Page excerpt:
.....
N-Myristoylation and Ca2+-mediated Conformational Changes Are Required for the Ca2+-dependent Binding of p22 to Microsomal Membranes
Although p22 facilitates the binding of microsomal membranes to microtubules in a Ca2+-dependent manner, it binds microtubules independently of Ca2+ (Timm et al., 1999
), suggesting that Ca2+ modulates the ability of p22 to associate with microsomal membranes. We have assayed the effect of Ca2+ in the p22-membrane association by incubating microsomal membranes with myr-p22 (8 ng of myr-p22/µg membrane proteins) in the presence of increasing amounts of free Ca2+ (0-40 µM). After ultracentrifugation, membrane pellets were assayed by SDS-PAGE and immunoblotting by using anti-p22 and anti-calnexin (Figure 4, A and C). Under these conditions, we were unable to detect significant amounts of endogenous membrane-associated p22 (our unpublished data), making this assay suitable to determine the structural requirements of p22's association with microsomal membrane pellets. Calnexin is detected in all membrane pellets independently of Ca2+ levels (Figure 4, A and C, calnexin). In the absence of Ca2+ and in the presence of low amounts of free Ca2+ (0.2-1 µM), p22 associates with membrane pellets at similar levels ("constitutive" membrane binding) (Figure 4A, myr-p22). However, in the presence of 10 and 40 µM free Ca2+, a significantly larger amount of p22 is found associated with membrane pellets (Figure 4A, myr-p22). At 40 µM free Ca2+, the amount of membrane-bound myr-p22 increased
2.0-2.5 times over its constitutive membrane binding, suggesting that p22 binds to microsomal membranes in a Ca2+-dependent manner.
To test whether p22 associates with membranes via a Ca2+-myristoyl switch, we have compared the ability of myr-p22 with that of myr-p22-E134A, an N-myristoylated EF-3 Ca2+-binding mutant that is unable to undergo Ca2+-mediated conformational changes (Barroso et al., 1996
; Timm et al., 1999
), and p22-rec, a nonmyristoylated form of p22 (Barroso et al., 1996
; Timm et al., 1999
), to associate with microsomal membranes in the absence or presence of 40 µM free Ca2+. In Figure 4B, Coomassie Blue-stained SDS-PAGE (Coo) and immunoblots with anti-p22 (IB) show highly purified preparations (80-95%) of myr-p22, p22-rec and myr-p22-E134A with the expected molecular weight.
.....
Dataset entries
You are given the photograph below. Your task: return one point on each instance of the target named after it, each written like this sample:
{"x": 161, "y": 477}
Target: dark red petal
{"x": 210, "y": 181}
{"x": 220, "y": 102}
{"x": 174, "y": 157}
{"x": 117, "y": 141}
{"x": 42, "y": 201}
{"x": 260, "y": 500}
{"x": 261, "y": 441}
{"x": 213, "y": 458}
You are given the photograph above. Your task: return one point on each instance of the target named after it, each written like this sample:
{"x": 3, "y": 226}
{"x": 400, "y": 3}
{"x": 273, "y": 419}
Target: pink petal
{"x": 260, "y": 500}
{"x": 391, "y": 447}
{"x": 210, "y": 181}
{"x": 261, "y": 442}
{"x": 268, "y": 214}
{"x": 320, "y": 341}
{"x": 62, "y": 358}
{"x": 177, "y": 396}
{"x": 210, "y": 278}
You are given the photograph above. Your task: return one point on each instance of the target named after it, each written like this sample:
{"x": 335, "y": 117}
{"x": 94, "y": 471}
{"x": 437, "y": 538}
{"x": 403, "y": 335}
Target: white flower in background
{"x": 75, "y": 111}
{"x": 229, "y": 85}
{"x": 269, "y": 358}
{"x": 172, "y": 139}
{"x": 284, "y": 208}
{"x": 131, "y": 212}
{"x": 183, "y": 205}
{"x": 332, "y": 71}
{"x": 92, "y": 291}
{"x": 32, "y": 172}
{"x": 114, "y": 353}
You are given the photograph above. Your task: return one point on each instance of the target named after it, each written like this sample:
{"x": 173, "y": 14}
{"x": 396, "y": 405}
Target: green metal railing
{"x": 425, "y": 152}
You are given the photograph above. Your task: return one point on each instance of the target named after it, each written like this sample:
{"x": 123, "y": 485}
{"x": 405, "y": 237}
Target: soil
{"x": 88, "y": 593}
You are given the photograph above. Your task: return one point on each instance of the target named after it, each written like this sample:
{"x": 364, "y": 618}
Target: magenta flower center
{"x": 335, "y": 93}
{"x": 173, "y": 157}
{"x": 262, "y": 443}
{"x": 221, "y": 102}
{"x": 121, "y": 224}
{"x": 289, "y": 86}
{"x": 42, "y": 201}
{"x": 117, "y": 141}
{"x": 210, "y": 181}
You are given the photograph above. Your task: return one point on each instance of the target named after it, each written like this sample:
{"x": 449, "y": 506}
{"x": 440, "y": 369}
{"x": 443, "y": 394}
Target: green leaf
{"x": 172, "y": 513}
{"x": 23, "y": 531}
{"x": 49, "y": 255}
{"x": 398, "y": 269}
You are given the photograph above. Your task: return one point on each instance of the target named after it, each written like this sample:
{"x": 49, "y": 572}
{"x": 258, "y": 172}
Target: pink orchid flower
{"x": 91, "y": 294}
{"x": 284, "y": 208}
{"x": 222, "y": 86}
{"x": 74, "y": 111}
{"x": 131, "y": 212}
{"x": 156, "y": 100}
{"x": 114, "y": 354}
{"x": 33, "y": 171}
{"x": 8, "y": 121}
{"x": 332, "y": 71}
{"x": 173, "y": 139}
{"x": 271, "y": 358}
.....
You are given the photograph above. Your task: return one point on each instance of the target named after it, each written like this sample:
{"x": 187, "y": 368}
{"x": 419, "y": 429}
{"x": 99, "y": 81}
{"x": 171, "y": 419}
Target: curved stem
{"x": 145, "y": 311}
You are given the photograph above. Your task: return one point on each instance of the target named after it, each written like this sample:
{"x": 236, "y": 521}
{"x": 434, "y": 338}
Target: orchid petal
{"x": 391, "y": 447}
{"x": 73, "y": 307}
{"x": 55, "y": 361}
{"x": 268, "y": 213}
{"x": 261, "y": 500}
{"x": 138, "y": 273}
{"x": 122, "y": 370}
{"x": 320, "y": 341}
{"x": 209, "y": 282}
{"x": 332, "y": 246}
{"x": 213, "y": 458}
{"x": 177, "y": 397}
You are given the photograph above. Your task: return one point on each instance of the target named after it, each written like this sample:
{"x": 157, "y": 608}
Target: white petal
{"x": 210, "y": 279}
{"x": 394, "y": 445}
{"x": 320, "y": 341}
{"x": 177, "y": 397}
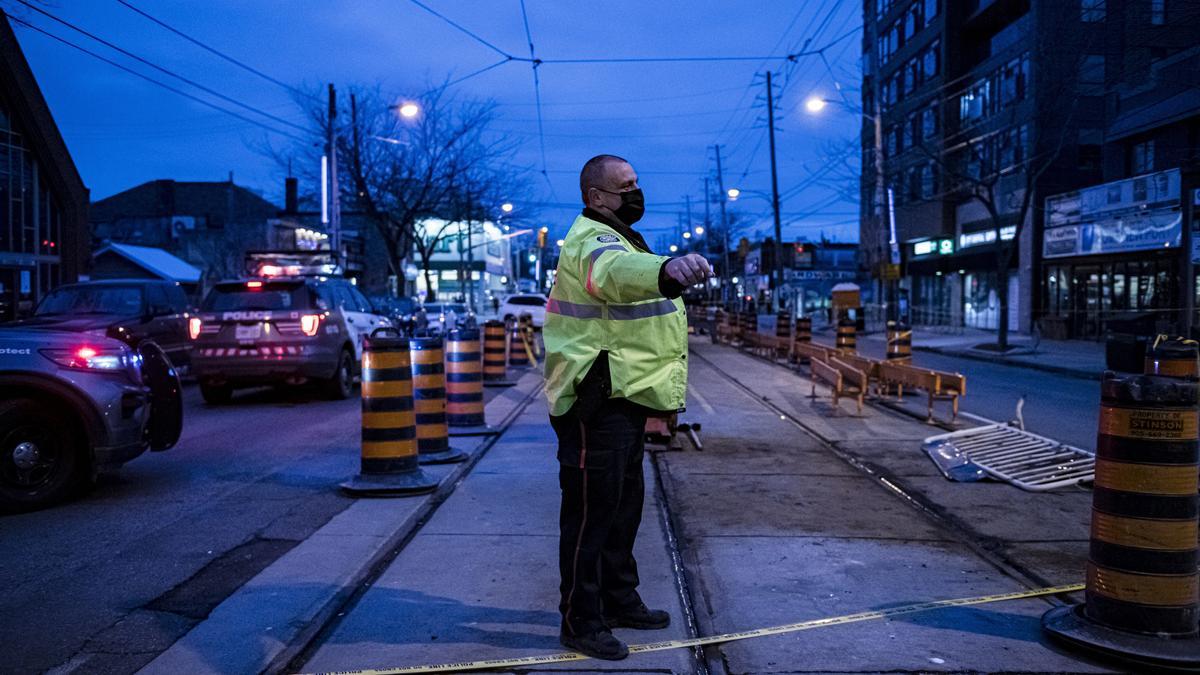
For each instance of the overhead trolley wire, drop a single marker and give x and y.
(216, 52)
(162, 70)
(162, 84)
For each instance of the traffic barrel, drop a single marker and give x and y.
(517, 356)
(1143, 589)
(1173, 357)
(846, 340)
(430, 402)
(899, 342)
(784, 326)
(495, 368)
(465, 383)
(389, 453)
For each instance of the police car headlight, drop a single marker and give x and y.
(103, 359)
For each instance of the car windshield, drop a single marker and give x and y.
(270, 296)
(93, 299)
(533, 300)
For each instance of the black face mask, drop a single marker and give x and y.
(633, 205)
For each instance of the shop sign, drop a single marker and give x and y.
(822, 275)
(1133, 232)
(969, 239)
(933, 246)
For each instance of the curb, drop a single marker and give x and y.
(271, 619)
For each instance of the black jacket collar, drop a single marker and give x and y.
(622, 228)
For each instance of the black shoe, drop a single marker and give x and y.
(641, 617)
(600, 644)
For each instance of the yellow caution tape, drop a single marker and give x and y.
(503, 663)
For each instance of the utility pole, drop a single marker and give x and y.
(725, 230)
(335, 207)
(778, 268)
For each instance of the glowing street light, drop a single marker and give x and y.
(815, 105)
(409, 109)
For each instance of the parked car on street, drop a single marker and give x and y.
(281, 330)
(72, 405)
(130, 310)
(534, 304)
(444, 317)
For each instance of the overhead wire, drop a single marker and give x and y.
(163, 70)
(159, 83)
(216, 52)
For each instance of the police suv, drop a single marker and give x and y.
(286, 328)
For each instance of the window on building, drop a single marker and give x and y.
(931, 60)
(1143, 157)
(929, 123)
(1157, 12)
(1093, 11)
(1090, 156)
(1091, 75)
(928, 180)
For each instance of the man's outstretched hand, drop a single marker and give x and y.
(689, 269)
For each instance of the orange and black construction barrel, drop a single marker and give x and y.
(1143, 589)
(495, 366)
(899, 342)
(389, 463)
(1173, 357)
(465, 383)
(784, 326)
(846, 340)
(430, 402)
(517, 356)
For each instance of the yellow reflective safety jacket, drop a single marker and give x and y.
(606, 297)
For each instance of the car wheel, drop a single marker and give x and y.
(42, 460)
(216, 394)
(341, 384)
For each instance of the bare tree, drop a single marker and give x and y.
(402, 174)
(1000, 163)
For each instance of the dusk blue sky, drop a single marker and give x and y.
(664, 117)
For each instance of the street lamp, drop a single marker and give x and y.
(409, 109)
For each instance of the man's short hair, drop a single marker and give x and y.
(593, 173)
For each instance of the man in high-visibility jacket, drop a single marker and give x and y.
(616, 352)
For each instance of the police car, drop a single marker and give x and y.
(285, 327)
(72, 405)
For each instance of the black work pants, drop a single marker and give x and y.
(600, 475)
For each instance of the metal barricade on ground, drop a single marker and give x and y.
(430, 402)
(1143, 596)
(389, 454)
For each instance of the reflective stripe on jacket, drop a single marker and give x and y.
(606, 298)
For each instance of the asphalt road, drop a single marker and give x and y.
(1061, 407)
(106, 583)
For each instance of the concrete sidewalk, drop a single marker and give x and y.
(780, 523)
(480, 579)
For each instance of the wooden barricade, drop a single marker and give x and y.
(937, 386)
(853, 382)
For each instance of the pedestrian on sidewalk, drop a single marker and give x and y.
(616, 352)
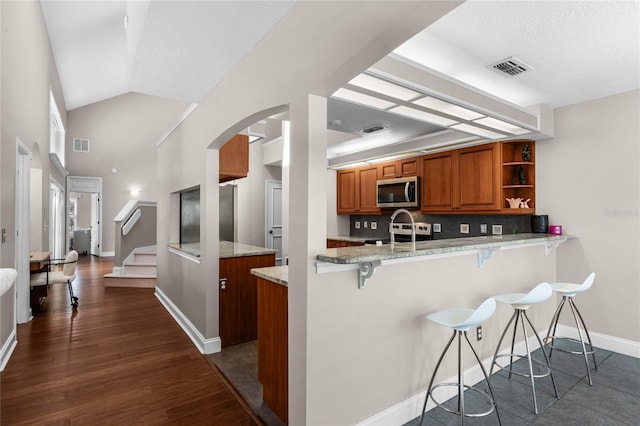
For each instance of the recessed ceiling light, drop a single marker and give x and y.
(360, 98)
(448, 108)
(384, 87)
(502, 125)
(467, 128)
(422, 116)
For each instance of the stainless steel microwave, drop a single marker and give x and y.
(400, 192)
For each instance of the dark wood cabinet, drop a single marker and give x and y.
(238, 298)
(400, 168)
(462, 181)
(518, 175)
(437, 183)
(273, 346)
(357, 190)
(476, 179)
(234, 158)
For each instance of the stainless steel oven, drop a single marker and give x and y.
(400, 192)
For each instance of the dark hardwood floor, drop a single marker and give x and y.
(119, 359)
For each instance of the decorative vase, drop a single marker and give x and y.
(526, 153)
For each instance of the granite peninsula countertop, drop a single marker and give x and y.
.....
Requirement A:
Rewrite the p22 excerpt starting with "To test whether" and going on through "expected molecular weight.", changing "nonmyristoylated" to "non-myristoylated".
Requirement B:
Answer these questions using the p22 excerpt:
(i) How much myr-p22 was incubated per µg of membrane proteins?
(ii) At 40 µM free Ca2+, by how much did membrane-bound myr-p22 increase over its constitutive membrane binding?
(iii) What purity range is given for the preparations of myr-p22, p22-rec and myr-p22-E134A?
Requirement C:
Please pick up the p22 excerpt after its final sentence and keep writing.

Reply A:
To test whether p22 associates with membranes via a Ca2+-myristoyl switch, we have compared the ability of myr-p22 with that of myr-p22-E134A, an N-myristoylated EF-3 Ca2+-binding mutant that is unable to undergo Ca2+-mediated conformational changes (Barroso et al., 1996
; Timm et al., 1999
), and p22-rec, a non-myristoylated form of p22 (Barroso et al., 1996
; Timm et al., 1999
), to associate with microsomal membranes in the absence or presence of 40 µM free Ca2+. In Figure 4B, Coomassie Blue-stained SDS-PAGE (Coo) and immunoblots with anti-p22 (IB) show highly purified preparations (80-95%) of myr-p22, p22-rec and myr-p22-E134A with the expected molecular weight.

Reply B:
(i) 8 ng of myr-p22 per µg of membrane proteins.
(ii) 2.0-2.5 times.
(iii) 80-95%.

Reply C:
In Figure 4C, the amount of membrane-associated myr-p22 in the absence or presence of 40 µM free Ca2+ was compared with the total amount of myr-p22 added to the assay (100%). Thus, we determined that 44.2 ± 11.2% of total myr-p22 associates with membrane pellets in the absence of Ca2+. In the presence of 40 µM free Ca2+, 103.3 ± 9.98% of myr-p22 associates with membrane pellets compared with the total amount of myr-p22 added to the assay. More than 100% values may indicate an increased amount of membrane-associated endogenous p22. In contrast, both myr-p22-E134A and p22-rec show a similar ability to associate with membrane pellets (
30-40%) in the absence or presence of 40 µM free Ca2+ (Figure 4C), suggesting that the constitutive membrane association of p22 proteins is not due to nonspecific N-myristoylation-dependent aggregation.
In summary, these results suggest that a Ca2+-myristoyl switch modulates the association of p22 with microsomal membranes.
Digitonin-based Bulk Microinjection Protein Delivery Protocol
To assay the role of p22 in vivo, we have used a bulk microinjection protocol to deliver APpep2 antibodies, myr-p22, and myr-p22-E134A, into digitonin-treated cells. Such an approach is essential to analyze the intracellular functions of p22 because overexpression of p22 by using transient transfection generates significant amounts of nonmyristoylated p22, due to the overwhelming of the N-myristoylation machinery (our unpublished data), and N-myristoylation is required for the p22-microtubule association (Timm et al., 1999
). Similar protocols have been used to assay the intracellular distribution of neuronal calcium sensor proteins in the presence or absence of Ca2+ (McFerran et al., 1999
; O'Callaghan et al., 2002
).
The bulk microinjection protocol takes advantage of digitonin's ability to permeabilize the plasma membrane and allow the delivery of proteins into the cells without affecting the remaining aspects of cellular morphology (Fiskum et al., 1980
). Under our assay conditions, low amounts of digitonin (10 µg/ml) did not affect cell viability and plasma membrane integrity and delivery of 5 µg of labeled F(ab')2 antimouse IgG fragments into digitonin-treated cells did not affect the organization, intensity, and distribution of microtubule cytoskeleton, ER, Golgi apparatus, and endosomes (our unpublished data). These results suggest that if cytosol leakage occurs at all, it should be minimal 2-4 h after digitonin treatment. Here, this digitonin-based bulk microinjection protocol was used to deliver antibodies and recombinant proteins in a quick and efficient manner, without interfering with the morphology of the microtubule cytoskeleton and organelles of the early secretory pathway.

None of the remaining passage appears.